YOUR GOAL: Your copy should begin at the line containing "the black computer" and end at the last line of the records; transcribe those lines exactly and leave out every picture.

Object point labels:
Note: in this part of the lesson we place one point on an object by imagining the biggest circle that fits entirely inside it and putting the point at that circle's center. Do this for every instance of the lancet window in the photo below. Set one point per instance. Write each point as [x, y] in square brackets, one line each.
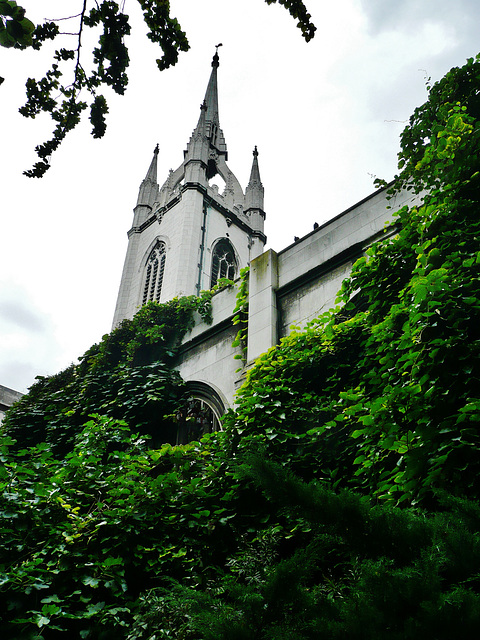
[223, 262]
[154, 273]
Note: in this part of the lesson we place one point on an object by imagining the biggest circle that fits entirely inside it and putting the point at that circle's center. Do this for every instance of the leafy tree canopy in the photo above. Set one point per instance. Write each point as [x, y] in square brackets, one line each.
[340, 501]
[73, 84]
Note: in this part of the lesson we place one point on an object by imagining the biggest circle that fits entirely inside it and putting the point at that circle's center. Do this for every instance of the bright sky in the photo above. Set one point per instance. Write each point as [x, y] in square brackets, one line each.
[326, 117]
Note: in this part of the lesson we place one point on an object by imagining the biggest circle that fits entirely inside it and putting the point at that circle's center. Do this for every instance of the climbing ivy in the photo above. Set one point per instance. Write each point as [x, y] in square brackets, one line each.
[340, 501]
[240, 317]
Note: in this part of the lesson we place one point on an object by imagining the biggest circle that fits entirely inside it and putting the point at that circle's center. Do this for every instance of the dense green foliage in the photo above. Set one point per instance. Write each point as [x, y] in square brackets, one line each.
[74, 83]
[341, 499]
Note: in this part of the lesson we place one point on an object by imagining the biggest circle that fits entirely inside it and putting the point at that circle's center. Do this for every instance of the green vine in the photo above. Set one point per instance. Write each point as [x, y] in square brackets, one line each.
[240, 317]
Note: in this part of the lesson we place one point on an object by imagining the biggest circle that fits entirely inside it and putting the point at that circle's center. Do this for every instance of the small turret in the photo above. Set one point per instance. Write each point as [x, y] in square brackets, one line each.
[254, 204]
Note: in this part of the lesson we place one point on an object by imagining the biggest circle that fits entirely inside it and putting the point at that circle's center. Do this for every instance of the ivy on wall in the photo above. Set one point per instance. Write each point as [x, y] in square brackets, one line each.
[341, 500]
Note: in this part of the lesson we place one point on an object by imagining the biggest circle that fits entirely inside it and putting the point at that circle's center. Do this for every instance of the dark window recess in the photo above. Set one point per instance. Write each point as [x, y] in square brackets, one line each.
[223, 262]
[154, 273]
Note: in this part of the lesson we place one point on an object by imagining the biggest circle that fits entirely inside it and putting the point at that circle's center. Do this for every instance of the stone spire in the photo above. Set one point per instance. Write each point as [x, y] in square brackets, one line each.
[148, 192]
[214, 133]
[254, 191]
[207, 144]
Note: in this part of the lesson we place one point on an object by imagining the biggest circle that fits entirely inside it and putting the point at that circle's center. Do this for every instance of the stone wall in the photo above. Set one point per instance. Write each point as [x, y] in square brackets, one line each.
[285, 289]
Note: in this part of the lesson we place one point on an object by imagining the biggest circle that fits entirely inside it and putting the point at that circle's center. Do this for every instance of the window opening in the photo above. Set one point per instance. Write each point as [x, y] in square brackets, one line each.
[196, 419]
[154, 274]
[223, 262]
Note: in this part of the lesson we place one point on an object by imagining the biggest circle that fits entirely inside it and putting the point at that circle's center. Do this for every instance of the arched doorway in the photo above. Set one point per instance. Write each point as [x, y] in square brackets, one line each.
[201, 414]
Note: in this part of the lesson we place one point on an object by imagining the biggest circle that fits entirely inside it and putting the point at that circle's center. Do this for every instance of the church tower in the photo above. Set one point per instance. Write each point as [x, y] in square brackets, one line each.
[186, 235]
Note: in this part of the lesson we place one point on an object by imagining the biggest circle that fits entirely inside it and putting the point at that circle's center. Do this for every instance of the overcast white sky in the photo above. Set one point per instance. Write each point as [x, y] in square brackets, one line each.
[325, 116]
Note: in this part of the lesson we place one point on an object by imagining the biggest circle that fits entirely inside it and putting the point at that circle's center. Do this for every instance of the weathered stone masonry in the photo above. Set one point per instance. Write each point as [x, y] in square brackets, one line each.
[185, 235]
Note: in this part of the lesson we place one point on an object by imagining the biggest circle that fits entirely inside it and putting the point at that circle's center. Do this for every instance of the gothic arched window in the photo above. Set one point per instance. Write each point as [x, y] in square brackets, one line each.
[223, 262]
[154, 273]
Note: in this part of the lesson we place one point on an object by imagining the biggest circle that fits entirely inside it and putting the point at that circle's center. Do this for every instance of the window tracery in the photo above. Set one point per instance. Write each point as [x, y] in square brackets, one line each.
[223, 262]
[155, 269]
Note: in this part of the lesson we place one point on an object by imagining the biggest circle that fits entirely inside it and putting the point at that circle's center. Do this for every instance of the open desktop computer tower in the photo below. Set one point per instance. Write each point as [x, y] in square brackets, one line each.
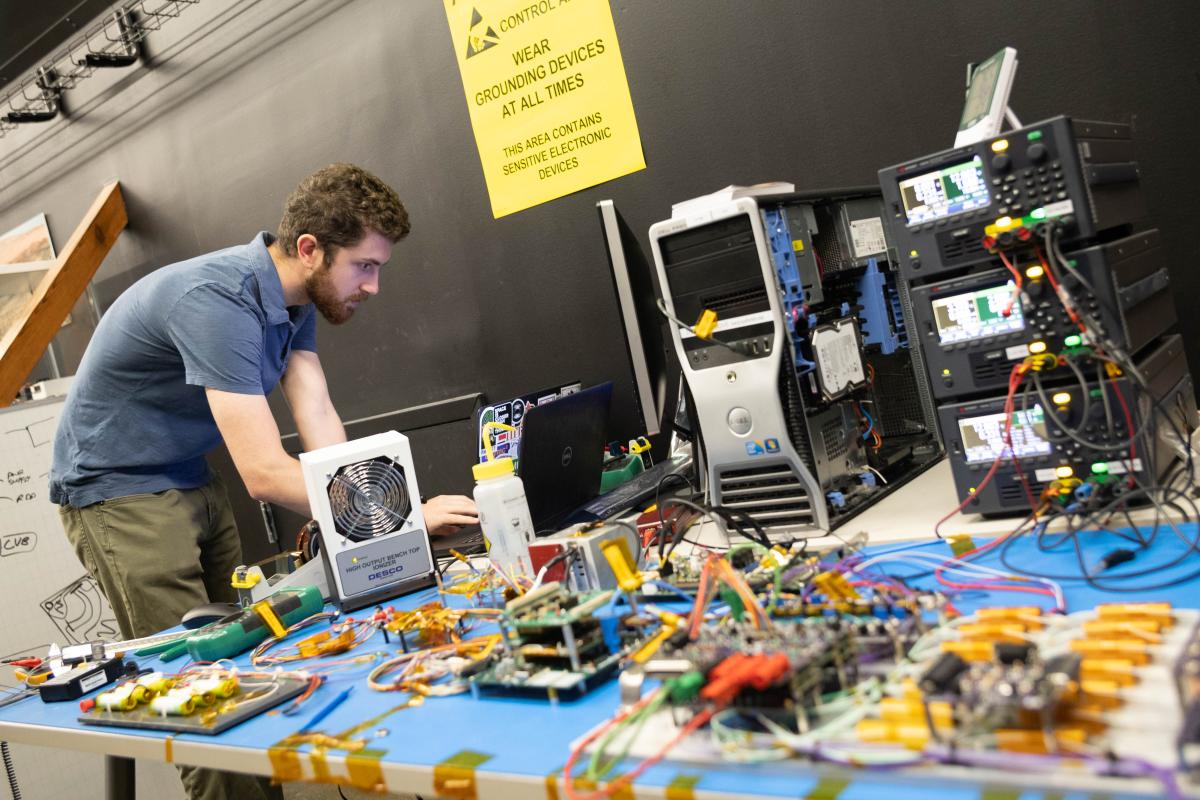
[810, 398]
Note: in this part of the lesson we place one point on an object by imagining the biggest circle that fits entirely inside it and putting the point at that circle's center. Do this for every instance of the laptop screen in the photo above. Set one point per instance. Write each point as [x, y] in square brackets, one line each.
[562, 453]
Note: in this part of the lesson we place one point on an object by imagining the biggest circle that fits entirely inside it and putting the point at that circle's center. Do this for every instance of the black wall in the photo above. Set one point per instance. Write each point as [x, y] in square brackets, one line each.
[820, 94]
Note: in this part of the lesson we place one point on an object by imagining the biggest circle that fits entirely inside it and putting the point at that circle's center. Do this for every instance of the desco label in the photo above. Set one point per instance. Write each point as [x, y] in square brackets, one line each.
[385, 573]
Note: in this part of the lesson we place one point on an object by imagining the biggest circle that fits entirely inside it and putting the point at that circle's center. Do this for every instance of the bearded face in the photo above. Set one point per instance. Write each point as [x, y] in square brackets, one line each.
[347, 276]
[335, 306]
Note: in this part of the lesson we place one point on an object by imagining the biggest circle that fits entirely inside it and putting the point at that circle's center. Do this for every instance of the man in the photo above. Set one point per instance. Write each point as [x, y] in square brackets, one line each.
[185, 359]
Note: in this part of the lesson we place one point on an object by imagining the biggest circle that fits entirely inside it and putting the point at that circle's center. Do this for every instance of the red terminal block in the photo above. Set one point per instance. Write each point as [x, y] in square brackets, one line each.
[739, 671]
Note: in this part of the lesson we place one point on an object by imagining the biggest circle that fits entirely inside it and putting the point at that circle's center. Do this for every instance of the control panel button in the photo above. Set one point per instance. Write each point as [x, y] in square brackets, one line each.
[739, 421]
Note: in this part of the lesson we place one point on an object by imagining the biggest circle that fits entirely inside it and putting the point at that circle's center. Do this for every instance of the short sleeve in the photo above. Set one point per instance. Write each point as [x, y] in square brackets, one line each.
[306, 336]
[220, 338]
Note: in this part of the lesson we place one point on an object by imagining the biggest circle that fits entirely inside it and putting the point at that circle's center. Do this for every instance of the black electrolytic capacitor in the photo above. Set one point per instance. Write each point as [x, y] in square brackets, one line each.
[942, 674]
[1011, 653]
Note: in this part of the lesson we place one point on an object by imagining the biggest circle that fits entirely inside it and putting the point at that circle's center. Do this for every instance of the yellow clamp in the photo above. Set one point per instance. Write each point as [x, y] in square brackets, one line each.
[624, 566]
[835, 587]
[670, 625]
[245, 578]
[706, 325]
[263, 608]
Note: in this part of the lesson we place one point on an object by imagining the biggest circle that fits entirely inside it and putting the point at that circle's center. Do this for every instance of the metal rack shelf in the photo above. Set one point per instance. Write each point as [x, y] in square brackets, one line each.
[115, 41]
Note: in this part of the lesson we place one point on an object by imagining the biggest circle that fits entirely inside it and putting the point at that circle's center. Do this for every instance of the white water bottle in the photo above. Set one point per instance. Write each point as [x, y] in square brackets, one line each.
[503, 511]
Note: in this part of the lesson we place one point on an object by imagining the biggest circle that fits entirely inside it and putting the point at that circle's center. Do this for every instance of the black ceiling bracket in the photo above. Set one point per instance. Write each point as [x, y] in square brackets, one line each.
[127, 43]
[49, 100]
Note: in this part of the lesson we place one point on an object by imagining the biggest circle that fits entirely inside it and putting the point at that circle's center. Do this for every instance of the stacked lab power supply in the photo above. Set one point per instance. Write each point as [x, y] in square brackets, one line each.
[1042, 305]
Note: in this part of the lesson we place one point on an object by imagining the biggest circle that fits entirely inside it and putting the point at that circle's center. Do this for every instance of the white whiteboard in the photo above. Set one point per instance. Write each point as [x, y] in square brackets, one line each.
[48, 596]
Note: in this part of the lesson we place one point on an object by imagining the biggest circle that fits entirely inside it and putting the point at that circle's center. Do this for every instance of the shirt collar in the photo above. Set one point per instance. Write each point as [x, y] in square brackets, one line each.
[270, 290]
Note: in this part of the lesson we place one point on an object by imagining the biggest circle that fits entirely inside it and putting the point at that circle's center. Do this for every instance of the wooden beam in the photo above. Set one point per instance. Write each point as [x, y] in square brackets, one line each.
[25, 342]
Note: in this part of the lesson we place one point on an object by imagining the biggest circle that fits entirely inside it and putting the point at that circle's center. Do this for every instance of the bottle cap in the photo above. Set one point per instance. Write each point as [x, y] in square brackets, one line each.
[497, 468]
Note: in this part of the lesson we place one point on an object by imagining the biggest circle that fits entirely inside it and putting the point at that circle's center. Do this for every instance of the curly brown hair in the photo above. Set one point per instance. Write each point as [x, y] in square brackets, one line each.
[339, 204]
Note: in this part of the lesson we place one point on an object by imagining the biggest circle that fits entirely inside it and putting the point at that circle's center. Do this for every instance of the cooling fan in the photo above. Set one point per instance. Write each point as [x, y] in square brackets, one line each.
[373, 541]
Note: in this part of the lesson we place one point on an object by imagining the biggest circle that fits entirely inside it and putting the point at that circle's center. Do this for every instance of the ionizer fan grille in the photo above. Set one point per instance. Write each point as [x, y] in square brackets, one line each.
[369, 498]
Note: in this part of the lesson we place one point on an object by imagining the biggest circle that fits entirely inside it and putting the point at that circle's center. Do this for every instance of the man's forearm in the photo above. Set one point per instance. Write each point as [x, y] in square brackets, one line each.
[281, 485]
[321, 428]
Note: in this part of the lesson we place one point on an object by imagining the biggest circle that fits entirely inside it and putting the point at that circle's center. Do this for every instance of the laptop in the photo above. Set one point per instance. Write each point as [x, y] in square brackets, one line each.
[562, 455]
[561, 459]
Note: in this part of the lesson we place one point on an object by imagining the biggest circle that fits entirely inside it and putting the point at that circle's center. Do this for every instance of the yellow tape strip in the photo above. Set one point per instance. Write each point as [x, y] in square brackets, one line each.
[285, 763]
[365, 769]
[263, 608]
[583, 785]
[455, 777]
[827, 789]
[321, 773]
[999, 793]
[683, 787]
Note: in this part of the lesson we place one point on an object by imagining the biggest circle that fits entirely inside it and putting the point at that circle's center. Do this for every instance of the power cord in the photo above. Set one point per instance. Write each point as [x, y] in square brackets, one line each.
[9, 769]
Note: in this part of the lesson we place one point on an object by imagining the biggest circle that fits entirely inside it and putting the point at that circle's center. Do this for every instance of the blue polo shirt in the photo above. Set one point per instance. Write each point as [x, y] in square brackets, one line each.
[137, 419]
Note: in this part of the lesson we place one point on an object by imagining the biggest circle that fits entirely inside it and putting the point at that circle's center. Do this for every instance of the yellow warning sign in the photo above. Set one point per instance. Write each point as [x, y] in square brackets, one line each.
[547, 95]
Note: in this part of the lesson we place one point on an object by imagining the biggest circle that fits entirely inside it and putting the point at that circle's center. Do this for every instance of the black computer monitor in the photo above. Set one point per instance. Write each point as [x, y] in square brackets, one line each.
[633, 277]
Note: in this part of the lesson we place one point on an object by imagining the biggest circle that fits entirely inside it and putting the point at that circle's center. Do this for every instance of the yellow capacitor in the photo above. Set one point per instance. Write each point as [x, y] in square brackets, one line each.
[895, 709]
[1013, 632]
[156, 683]
[970, 650]
[1117, 671]
[1008, 612]
[835, 587]
[910, 734]
[1143, 630]
[1161, 612]
[1125, 649]
[1020, 740]
[222, 687]
[706, 325]
[173, 703]
[118, 699]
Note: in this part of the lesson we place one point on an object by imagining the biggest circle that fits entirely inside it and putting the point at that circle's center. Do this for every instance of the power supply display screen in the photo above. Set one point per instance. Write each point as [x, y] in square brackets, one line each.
[983, 437]
[951, 190]
[977, 314]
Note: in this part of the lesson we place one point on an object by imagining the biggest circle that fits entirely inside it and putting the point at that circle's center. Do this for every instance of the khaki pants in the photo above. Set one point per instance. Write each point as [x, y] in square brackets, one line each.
[155, 557]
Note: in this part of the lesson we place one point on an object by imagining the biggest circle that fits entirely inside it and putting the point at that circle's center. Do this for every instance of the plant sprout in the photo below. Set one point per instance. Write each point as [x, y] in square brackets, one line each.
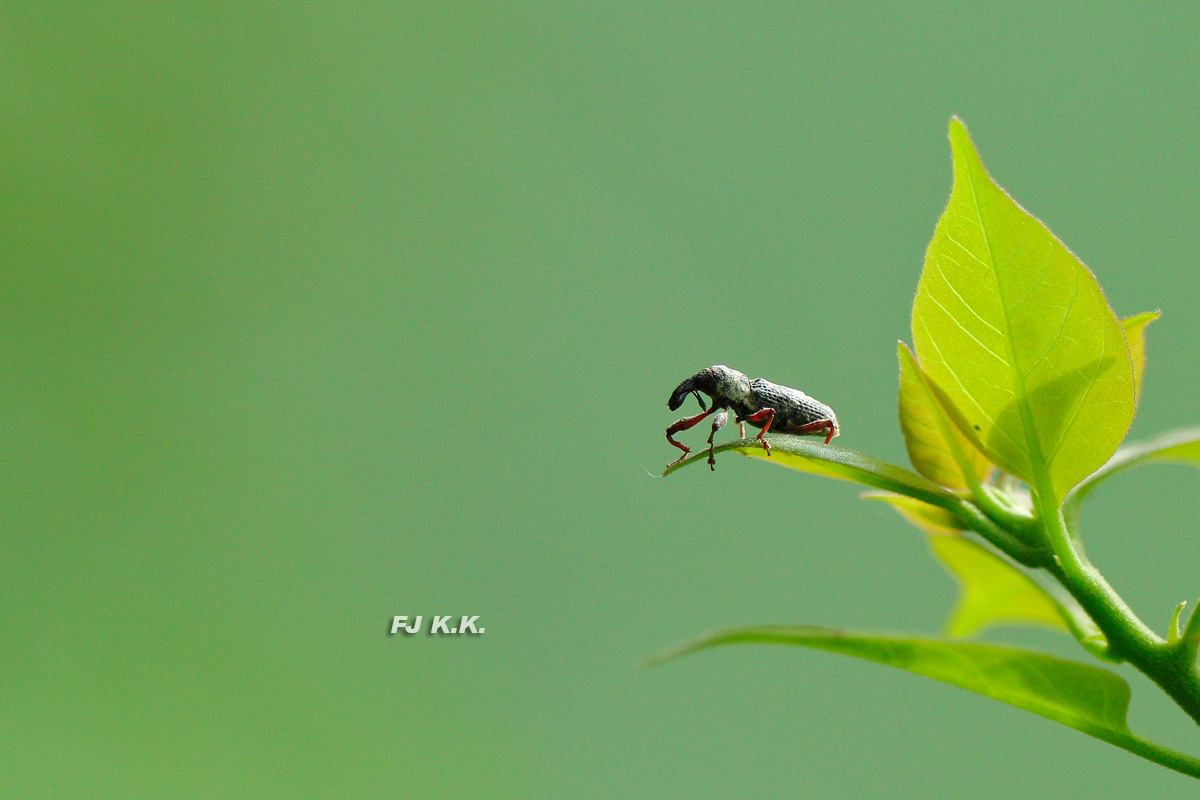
[1014, 402]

RIGHT ANSWER:
Note: in this part of the lesson we place one point on an object by imagining the biggest circle that fits entirely inside it and putting the point at that circle's center. Do this for every instance of the black computer monitor in the photo above. Set one point per instance. Write each point as [x, y] in square brackets, one line each.
[633, 277]
Note: in this part of the lesson we place one point on an object by imagining the biggest circle that fits entirely inside it and putting the point at that circle's center. Do this for every instance of the yellow capacitor in the photo above. Set one point per instance. Write each point as [x, y] in square brackets, one line each.
[895, 709]
[1013, 632]
[156, 683]
[970, 650]
[1117, 671]
[1008, 612]
[835, 587]
[910, 734]
[1143, 630]
[1161, 612]
[1125, 649]
[1020, 740]
[222, 687]
[706, 325]
[173, 703]
[118, 699]
Note: in this part of the lesson we place one point on an object by imagining the biggest circle that fits entirely inside it and putting the point at that circle's center. Do this for every instance of the power supply display screen in the photo above. Set one point per instance. Write each point as [x, y] in square brackets, one line each.
[983, 437]
[951, 190]
[977, 314]
Note: in this part of the lesson we place one point on an object by imagining the biggest circle that fits entirely inside it and putting the point at that circle's center. Do this for every instance of the khaki pants in the photo above. Set one point per instance. Write each point as [x, y] in square brackets, one line each.
[155, 557]
Note: in this part of the lesson we place one point on an object by imagining the biggest circle that fits entirely inside it and putting the point at that circle's center. Do this for every instance of the plant sprout in the photo below. Set one point per instance. Write each point as [x, y] in square brackets, one line each.
[1014, 402]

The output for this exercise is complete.